Input records:
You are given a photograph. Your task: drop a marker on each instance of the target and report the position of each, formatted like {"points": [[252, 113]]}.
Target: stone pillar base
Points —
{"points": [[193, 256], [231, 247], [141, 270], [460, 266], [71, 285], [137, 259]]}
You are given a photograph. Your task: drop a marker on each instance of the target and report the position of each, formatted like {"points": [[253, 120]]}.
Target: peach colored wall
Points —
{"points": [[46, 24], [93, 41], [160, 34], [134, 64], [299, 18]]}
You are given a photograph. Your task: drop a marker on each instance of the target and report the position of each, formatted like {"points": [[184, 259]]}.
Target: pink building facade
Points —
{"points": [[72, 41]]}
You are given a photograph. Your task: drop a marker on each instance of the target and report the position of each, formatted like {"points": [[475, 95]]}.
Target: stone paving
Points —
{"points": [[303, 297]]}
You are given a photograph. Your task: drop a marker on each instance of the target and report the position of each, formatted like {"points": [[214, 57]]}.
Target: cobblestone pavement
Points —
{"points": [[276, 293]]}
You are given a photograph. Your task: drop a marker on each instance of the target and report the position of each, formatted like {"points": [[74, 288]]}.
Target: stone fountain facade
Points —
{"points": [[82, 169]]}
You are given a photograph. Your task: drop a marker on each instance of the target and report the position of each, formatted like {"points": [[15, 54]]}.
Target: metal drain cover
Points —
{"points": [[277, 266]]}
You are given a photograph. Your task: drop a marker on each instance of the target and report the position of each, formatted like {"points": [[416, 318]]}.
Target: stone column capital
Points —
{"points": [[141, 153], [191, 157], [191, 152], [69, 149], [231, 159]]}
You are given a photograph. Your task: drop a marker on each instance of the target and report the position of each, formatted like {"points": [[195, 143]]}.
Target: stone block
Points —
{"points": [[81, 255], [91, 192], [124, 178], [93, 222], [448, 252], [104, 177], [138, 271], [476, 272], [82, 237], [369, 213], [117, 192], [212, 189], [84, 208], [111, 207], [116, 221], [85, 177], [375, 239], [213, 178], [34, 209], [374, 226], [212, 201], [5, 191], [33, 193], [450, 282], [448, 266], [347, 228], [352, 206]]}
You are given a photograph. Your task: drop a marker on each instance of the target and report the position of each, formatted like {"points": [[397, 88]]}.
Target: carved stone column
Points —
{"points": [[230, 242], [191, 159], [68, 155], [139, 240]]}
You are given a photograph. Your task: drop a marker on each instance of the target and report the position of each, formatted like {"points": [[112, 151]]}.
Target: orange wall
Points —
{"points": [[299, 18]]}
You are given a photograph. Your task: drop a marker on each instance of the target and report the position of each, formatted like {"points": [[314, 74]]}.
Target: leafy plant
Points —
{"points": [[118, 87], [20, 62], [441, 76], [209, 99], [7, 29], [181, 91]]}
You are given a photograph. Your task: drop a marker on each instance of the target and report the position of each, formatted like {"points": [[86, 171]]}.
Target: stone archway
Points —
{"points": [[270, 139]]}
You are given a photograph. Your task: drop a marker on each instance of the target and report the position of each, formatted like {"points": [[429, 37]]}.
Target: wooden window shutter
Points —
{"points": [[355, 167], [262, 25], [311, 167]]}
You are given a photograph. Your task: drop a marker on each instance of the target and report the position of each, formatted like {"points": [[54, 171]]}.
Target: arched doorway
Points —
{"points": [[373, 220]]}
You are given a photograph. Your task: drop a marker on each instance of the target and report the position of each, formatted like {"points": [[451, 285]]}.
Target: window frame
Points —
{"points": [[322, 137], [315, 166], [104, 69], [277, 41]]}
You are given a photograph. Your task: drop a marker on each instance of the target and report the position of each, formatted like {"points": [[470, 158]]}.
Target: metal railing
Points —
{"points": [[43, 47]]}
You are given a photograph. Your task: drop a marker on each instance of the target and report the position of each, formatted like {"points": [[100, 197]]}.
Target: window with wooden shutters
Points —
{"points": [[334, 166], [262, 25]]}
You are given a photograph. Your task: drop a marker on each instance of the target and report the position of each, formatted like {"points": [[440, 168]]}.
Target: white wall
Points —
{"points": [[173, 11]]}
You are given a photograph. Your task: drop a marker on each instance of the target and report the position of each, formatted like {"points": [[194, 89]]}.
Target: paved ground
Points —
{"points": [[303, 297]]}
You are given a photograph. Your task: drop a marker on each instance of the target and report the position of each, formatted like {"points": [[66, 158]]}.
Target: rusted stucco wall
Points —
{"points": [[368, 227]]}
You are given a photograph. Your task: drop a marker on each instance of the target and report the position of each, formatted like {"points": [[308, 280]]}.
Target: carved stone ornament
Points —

Task brief: Return all the data exactly as given.

Answer for this exercise:
You are given a photograph. Your task: drop a marker on each instance of the target and report the position of each, formatted like {"points": [[252, 113]]}.
Target: stone pillar base
Points —
{"points": [[193, 256], [231, 247], [141, 270], [460, 266], [71, 285], [137, 259]]}
You are given a photograph. Your task: drop a marker on each instance of the target and report the position of each, formatted like {"points": [[253, 120]]}.
Target: peach colored wall
Points —
{"points": [[46, 24], [93, 41], [160, 34], [134, 64], [299, 18]]}
You are given a photograph. Your task: drop a marker on each instance of the target and report the position of each, formatted like {"points": [[184, 259]]}.
Target: pink building facade
Points —
{"points": [[72, 41]]}
You are given a photograph. Your task: drop a marker on each instance of the target and report the position of each, formatted like {"points": [[475, 95]]}.
Target: stone paving
Points —
{"points": [[303, 297]]}
You are given a photograph. Your task: drop a marker on each instance of the target and report the position of each, formatted like {"points": [[214, 57]]}.
Target: cobblestone pavement
Points —
{"points": [[276, 293]]}
You are given a photograph. Your task: drop a marker on each instance of the target and report the position of each, formatted like {"points": [[74, 288]]}.
Target: stone fountain facade
Points —
{"points": [[82, 169]]}
You are given a photograph. Your task: drop a marker on each instance of the target and report the position of each, formatted like {"points": [[15, 54]]}.
Target: metal drain cover
Points —
{"points": [[277, 266]]}
You are given a photograph. Your task: drop a marker on each instance of the target and report the position of each, formatted like {"points": [[416, 318]]}.
Target: stone column capital
Points —
{"points": [[141, 153], [191, 157], [191, 152], [69, 149], [231, 159]]}
You are given a photograph. Your task: drop a marker on each instance of the target and report the position of each, formatted like {"points": [[195, 143]]}.
Target: stone block
Points —
{"points": [[81, 255], [91, 192], [124, 178], [93, 222], [448, 252], [104, 177], [138, 271], [476, 272], [82, 237], [369, 213], [117, 192], [212, 189], [84, 208], [111, 207], [116, 221], [85, 177], [375, 239], [213, 178], [34, 209], [374, 226], [212, 201], [5, 191], [33, 193], [450, 282], [448, 266], [347, 228], [352, 206]]}
You are given a photograph. Your task: drop a marker on each instance of the target and report the position of each, formatted like {"points": [[397, 88]]}.
Target: carved stone column
Points —
{"points": [[230, 242], [191, 159], [68, 155], [139, 240]]}
You are given a photograph. Your task: drop a marker on each instance of the target and report the position of each, formatted like {"points": [[112, 151]]}.
Target: orange wall
Points —
{"points": [[299, 18]]}
You are given a photograph. Your task: drop a marker on each instance of the target and report the position of each, formatted like {"points": [[314, 74]]}.
Target: leafy plant
Points —
{"points": [[118, 87], [20, 62], [441, 76], [209, 99], [7, 29], [181, 91]]}
You are given a photograph. Your task: drop a marker on each instance of the target and report the position of each, formatted like {"points": [[86, 171]]}.
Target: stone archway
Points —
{"points": [[270, 139]]}
You are given a photograph. Your task: drop a marker on each instance of the target and report the position of each, formatted like {"points": [[429, 37]]}.
Target: wooden window shutter
Points —
{"points": [[355, 167], [262, 25], [311, 167]]}
You are given a photograph. Your task: drop a marker on each instance of the target and report the position of each, formatted like {"points": [[54, 171]]}.
Target: arched doorway
Points —
{"points": [[373, 220]]}
You are given a photograph. Your task: drop a marker on each instance of the target and report the position of each, formatted like {"points": [[451, 285]]}.
Target: window frame
Points —
{"points": [[322, 137], [315, 166], [104, 69], [277, 41]]}
You are given a photograph. Your task: drop a marker on each instance of the target and report the position of each, formatted like {"points": [[470, 158]]}.
Target: metal railing
Points —
{"points": [[43, 47]]}
You are given a photograph. Your task: drop a marker on each instance of the target and report the position of each, formatted like {"points": [[100, 197]]}.
Target: window with wooden shutters
Points —
{"points": [[334, 166], [262, 25]]}
You are given a photograph. Your task: drop a marker on each instance of the target and report the position of each, formatted like {"points": [[440, 168]]}.
Target: white wall
Points —
{"points": [[173, 11]]}
You are given a photograph. Your task: drop a marker on each instance of the target and report the position of each, formatted like {"points": [[194, 89]]}.
Target: paved ground
Points —
{"points": [[303, 297]]}
You are given a photograph. Your task: drop a marker on each instance of the target and report the position of each, formatted like {"points": [[66, 158]]}.
Target: rusted stucco wall
Points —
{"points": [[368, 227]]}
You are given a photograph. Your task: drop a marker on each instance of the target and report the position of each, formatted like {"points": [[308, 280]]}.
Target: carved stone ornament
Points —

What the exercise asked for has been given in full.